● **What the task asks**
Please restate each entry word for word.

● **Saved entries**
—————

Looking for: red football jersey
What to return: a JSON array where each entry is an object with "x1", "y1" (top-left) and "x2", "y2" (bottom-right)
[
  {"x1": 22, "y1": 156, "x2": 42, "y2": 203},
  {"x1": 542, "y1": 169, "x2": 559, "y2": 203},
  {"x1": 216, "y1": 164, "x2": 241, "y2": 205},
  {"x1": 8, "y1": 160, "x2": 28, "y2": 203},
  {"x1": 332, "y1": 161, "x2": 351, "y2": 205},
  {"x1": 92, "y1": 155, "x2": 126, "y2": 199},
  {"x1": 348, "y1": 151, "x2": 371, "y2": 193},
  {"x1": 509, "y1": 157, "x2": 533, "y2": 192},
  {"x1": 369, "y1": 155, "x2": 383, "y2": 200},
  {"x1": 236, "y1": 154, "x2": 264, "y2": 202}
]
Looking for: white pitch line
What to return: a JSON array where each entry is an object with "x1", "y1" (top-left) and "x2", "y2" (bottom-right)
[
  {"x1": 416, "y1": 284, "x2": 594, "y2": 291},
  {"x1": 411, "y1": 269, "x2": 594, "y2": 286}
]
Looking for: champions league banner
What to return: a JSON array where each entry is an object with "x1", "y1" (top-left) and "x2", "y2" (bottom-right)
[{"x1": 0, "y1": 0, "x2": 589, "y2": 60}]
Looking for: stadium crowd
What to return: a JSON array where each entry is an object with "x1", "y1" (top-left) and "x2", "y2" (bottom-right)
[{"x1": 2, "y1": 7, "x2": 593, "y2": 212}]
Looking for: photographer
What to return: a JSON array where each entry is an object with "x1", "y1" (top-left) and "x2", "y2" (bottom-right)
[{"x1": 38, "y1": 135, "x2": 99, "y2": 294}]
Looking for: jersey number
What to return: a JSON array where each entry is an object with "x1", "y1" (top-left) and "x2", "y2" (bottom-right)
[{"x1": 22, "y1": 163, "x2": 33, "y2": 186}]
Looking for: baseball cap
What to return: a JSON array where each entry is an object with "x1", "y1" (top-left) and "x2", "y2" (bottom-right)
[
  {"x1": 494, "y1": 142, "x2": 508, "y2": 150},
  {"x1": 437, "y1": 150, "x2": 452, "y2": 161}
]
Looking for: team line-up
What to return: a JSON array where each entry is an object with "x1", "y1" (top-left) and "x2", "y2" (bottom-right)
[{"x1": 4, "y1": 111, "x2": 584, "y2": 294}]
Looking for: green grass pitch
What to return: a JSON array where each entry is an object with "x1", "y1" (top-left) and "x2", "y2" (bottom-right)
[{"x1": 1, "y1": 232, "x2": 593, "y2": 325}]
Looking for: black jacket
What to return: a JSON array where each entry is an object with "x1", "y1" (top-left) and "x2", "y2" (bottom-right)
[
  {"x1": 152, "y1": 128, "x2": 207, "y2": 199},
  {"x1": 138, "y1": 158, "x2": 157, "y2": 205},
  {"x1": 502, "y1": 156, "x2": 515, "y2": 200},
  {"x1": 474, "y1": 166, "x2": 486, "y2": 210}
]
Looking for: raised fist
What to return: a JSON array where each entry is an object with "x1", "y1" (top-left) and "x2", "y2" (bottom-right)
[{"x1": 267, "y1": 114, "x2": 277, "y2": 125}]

—————

● **Answer to this exercise**
Looking for: red football jersey
What to return: a JSON array where each entry is an object with "x1", "y1" (top-left) and "x2", "y2" (bottom-right)
[
  {"x1": 22, "y1": 156, "x2": 42, "y2": 203},
  {"x1": 542, "y1": 169, "x2": 559, "y2": 203},
  {"x1": 216, "y1": 164, "x2": 241, "y2": 205},
  {"x1": 8, "y1": 160, "x2": 28, "y2": 203},
  {"x1": 332, "y1": 161, "x2": 351, "y2": 205},
  {"x1": 92, "y1": 155, "x2": 126, "y2": 199},
  {"x1": 348, "y1": 151, "x2": 371, "y2": 193},
  {"x1": 509, "y1": 157, "x2": 533, "y2": 192},
  {"x1": 369, "y1": 155, "x2": 383, "y2": 200},
  {"x1": 236, "y1": 154, "x2": 264, "y2": 202}
]
Looking for: white pitch line
What to return: a JSON array where each entry is an object with "x1", "y1" (top-left) and "x2", "y2" (bottom-right)
[
  {"x1": 416, "y1": 284, "x2": 594, "y2": 291},
  {"x1": 411, "y1": 269, "x2": 594, "y2": 286}
]
Looking for: champions league banner
What to return: a JSON array where each entry is an object with "x1", "y1" (top-left) and "x2", "y2" (bottom-right)
[{"x1": 0, "y1": 0, "x2": 589, "y2": 60}]
Looking for: stadium crowd
What to return: a JSON array where each entry is an object with "x1", "y1" (top-left) and "x2", "y2" (bottom-right)
[{"x1": 2, "y1": 7, "x2": 593, "y2": 212}]
Looking for: photographer
What to return: a JSON array where each entry is an object with "x1", "y1" (top-left) and "x2", "y2" (bottom-right)
[{"x1": 38, "y1": 135, "x2": 99, "y2": 294}]
Looking for: jersey number
What to return: a JSON array where each entry is an object with "x1", "y1" (top-left) and "x2", "y2" (bottom-right)
[{"x1": 22, "y1": 163, "x2": 33, "y2": 186}]
Looking for: baseball cap
What to return: a JSON array where each entry is an object with "x1", "y1" (top-left) and "x2", "y2" (bottom-right)
[
  {"x1": 494, "y1": 142, "x2": 508, "y2": 150},
  {"x1": 437, "y1": 150, "x2": 452, "y2": 161}
]
Looking for: team line-up
What to return: a JSON array where each entry is an object with "x1", "y1" (top-left) and "x2", "y2" (bottom-right)
[{"x1": 4, "y1": 111, "x2": 584, "y2": 294}]
Looking for: green grass pitch
What to return: a JSON array where each entry is an object with "x1", "y1" (top-left) and "x2", "y2" (bottom-right)
[{"x1": 1, "y1": 232, "x2": 593, "y2": 325}]
Looking for: black jacket
What to return: a JSON array where each entry is an object with "x1", "y1" (top-left) and "x2", "y2" (bottom-right)
[
  {"x1": 152, "y1": 128, "x2": 207, "y2": 199},
  {"x1": 138, "y1": 158, "x2": 157, "y2": 205},
  {"x1": 502, "y1": 156, "x2": 515, "y2": 200},
  {"x1": 474, "y1": 166, "x2": 486, "y2": 210}
]
Looking for: raised fist
What to return: a JSON array where each entry is an object with "x1", "y1" (top-left) and "x2", "y2" (bottom-right)
[{"x1": 267, "y1": 114, "x2": 277, "y2": 125}]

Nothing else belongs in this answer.